> [TASK DIRECTIONS] Could you write out every entry exactly as it stands?

[Location annotation dataset excerpts]
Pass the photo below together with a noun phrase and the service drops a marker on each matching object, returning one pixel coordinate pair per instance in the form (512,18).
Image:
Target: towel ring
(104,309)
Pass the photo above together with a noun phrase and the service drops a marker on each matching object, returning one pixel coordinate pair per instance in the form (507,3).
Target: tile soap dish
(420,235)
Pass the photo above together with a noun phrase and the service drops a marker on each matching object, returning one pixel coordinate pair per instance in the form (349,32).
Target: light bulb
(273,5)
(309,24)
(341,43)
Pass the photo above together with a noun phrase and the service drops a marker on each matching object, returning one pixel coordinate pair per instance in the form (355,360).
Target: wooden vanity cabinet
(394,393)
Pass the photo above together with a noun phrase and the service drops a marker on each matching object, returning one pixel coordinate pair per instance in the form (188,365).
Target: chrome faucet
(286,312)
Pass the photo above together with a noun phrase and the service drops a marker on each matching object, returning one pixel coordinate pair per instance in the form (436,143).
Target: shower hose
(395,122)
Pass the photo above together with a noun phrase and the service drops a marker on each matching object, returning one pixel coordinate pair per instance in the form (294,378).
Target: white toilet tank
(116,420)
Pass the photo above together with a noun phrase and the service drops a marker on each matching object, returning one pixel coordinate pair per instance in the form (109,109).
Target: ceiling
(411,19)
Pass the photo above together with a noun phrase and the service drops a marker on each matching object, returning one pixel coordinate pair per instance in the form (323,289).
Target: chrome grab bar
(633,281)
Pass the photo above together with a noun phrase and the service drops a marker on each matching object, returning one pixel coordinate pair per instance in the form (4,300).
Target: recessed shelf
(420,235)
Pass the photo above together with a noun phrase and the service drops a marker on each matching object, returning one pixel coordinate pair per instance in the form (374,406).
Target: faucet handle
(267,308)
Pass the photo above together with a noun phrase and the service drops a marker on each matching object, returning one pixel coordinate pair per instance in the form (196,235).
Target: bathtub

> [ANSWER FOR THIS EXERCISE]
Pass the photo below together with a noun phrase and the service drops a marker on each matching object, returning one pixel coordinate pair per instance in the form (512,18).
Image:
Target: towel ring
(104,309)
Pass the photo above together with a noun phrase and the service drops a marker on each matching object, returning one pixel coordinate pair per instance in the form (507,3).
Target: tile soap dish
(420,235)
Pass the photo above together with a noun phrase and the service drops a marker on each matching object, returning one pixel coordinate pair per instance in the form (349,32).
Target: light bulb
(273,5)
(309,24)
(341,43)
Pass the photo above together with a noun phrase and the service drops a marker on each matching object, returning one pixel coordinate pair per instance in the form (355,360).
Target: wooden vanity cabinet
(394,393)
Pass the photo above together with a noun phrase and the service drops a marker on each matching object, returning one pixel coordinate pair per instance in the form (188,365).
Target: chrome faucet
(286,312)
Pass the photo above together with a noun phrase and the service drops a marker on each matching object, returning one pixel coordinate pair per instance in the form (436,143).
Target: shower hose
(395,122)
Pass the photo above together with a noun phrase and the service drops a marker on each matching object, returning one pixel coordinate pair per instance in the form (294,378).
Target: white toilet tank
(116,420)
Pass the photo above together with a noun phrase and the service drops a marker on each matching object, returning one pixel coordinate pair per instance in the form (109,109).
Target: ceiling
(411,19)
Pass the photo above together with a noun phrase and the service drops a marker on each matching object, returning one pixel coordinate pair per instance in the form (323,289).
Target: chrome grab bar
(633,281)
Pass the photo above together with a noun phrase and the service drops a marker on each matching object, returning one pixel coordinate pair per instance in the form (4,300).
Target: recessed shelf
(420,235)
Pass the photo above together with a noun phrase and the service drops a marker on each matching object, returning one pixel coordinate pair per instance in the form (374,406).
Target: faucet handle
(267,308)
Pass the photo above together with a noun phrase and the service drops a marker on each matching object, returning one pixel coordinate pair per instance in the form (196,235).
Target: bathtub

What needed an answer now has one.